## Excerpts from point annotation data
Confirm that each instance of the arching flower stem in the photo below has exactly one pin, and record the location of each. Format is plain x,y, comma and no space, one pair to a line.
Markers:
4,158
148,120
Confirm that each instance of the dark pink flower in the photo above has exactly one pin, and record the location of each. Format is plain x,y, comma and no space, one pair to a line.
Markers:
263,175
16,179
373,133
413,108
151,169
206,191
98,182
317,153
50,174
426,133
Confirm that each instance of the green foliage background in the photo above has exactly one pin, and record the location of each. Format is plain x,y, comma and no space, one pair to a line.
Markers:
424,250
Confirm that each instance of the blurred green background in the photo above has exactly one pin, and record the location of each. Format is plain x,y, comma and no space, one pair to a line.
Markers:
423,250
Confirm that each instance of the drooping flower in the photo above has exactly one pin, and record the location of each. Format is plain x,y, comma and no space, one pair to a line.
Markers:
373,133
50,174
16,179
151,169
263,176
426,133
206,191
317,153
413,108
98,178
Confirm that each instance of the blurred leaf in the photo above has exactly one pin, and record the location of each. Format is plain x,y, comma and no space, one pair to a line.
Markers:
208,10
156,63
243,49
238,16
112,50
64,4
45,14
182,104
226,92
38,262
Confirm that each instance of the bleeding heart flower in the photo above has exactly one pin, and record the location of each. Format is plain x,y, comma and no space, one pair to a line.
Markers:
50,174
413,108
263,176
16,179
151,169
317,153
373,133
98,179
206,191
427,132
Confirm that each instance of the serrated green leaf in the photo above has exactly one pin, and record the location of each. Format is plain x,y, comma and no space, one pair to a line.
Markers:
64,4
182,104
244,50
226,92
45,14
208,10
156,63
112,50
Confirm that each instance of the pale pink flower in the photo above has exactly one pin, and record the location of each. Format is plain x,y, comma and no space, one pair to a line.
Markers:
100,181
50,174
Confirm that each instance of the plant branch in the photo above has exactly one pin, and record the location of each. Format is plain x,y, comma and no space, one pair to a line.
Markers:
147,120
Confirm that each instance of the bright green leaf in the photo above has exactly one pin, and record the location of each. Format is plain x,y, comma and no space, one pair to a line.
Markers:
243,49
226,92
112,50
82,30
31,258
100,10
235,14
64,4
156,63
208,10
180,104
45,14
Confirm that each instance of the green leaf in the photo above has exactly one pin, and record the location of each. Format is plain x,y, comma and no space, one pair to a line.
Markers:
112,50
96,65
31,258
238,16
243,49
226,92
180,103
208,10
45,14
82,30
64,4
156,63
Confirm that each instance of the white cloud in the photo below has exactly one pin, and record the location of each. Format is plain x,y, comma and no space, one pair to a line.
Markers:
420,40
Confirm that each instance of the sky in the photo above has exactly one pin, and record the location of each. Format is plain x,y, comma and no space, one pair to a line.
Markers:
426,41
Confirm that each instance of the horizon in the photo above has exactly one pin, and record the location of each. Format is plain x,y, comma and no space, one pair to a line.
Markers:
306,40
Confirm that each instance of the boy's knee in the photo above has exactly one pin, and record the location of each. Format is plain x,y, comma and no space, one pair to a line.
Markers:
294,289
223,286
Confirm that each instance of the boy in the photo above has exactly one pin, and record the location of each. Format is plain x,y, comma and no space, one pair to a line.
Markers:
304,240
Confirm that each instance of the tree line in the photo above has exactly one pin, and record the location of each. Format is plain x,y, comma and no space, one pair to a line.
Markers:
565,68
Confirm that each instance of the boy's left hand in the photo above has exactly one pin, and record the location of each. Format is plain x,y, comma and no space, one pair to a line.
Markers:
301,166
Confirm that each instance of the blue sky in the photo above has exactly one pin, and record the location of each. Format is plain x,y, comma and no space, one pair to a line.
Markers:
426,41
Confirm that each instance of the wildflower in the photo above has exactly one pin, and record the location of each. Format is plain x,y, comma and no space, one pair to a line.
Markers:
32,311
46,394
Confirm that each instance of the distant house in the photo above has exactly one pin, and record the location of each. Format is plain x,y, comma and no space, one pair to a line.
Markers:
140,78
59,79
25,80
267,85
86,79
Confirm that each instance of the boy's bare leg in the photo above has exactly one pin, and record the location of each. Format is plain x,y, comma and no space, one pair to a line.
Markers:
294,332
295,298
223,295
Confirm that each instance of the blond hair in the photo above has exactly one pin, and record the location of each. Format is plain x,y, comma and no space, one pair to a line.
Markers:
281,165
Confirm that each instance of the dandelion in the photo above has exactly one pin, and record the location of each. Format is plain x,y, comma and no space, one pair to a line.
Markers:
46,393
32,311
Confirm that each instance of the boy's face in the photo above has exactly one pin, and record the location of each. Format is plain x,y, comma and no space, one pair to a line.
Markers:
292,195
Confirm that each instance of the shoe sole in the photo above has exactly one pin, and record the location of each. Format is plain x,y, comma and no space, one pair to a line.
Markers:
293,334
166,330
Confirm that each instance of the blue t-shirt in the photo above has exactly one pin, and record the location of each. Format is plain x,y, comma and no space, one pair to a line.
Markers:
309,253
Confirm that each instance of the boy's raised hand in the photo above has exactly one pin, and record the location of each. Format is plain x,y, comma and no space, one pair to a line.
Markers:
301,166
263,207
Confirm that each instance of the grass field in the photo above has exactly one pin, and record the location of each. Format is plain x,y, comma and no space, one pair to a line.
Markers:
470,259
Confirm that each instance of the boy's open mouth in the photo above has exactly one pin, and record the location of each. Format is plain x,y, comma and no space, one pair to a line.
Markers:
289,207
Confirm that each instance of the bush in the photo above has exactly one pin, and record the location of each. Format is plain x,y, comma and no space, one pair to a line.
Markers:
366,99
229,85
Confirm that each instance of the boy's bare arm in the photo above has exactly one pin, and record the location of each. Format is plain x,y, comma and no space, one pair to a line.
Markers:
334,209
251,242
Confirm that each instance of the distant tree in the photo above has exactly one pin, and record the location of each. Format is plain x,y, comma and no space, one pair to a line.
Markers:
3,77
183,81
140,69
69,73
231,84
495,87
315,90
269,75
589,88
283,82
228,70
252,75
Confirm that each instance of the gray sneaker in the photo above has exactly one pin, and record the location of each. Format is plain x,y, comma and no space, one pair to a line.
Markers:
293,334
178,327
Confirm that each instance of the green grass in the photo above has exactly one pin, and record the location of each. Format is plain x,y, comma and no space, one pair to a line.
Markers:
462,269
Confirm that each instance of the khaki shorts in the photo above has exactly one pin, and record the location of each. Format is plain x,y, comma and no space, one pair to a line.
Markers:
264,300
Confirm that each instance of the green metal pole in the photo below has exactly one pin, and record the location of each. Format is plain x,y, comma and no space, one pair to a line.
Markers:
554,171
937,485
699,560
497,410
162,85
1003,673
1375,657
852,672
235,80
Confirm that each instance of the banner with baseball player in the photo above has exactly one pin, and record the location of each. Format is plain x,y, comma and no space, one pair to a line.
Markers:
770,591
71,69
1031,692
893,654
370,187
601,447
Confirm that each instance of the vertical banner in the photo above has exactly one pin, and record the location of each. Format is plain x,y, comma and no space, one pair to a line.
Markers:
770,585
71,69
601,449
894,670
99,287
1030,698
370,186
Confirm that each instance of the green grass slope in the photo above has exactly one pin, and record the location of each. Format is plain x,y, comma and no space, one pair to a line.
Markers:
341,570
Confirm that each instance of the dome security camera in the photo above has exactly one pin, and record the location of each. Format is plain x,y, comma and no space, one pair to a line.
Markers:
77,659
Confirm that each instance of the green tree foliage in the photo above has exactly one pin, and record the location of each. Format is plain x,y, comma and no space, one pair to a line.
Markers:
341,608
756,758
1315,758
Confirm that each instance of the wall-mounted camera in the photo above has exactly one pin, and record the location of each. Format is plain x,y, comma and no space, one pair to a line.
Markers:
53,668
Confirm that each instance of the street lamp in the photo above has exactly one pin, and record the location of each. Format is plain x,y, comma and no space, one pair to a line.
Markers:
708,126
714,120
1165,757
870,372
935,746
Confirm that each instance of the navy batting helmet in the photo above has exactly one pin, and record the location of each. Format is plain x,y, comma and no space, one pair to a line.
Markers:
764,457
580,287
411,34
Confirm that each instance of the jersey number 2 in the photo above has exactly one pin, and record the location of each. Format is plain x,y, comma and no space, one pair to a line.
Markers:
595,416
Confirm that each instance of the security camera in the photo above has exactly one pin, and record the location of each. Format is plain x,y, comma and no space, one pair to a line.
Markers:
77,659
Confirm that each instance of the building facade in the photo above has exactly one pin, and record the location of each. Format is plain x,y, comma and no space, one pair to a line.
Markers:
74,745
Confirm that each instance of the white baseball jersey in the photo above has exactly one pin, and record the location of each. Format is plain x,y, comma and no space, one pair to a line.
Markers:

## Goal
Retype exactly, please, each line from the line that contains "Confirm that each instance of the navy" through the last line of the entries above, with nothing added.

## The answer
Confirm that each instance of the navy batting helmet in the photo above has exactly one pin, and record the location of each. Format is plain x,y, comma and no space, one pair to a line.
Markers:
764,457
580,287
411,34
Confirm that each instance of the jersey number 2 in the photo above has exactly one pin, and record the location of each. Format is plain x,y, comma and no space, one pair to a line.
Markers:
595,416
Confirm that each instance of the security camera in the photo above has exactly one pin, and record the location of each. Format is plain x,y, comma and no space, one pair to a line.
Markers:
77,659
Confirm that each instance of the building facade in the photo above has exactly one pin, and record the location of each. Format is plain x,y, comma and no space, one pair to a line.
Markers:
74,745
Confirm that each instance of the white baseball jersey in the photo above has exactly one pin, and record the location of each. Format is plain x,y, comma and no space, one pair to a line.
Markers:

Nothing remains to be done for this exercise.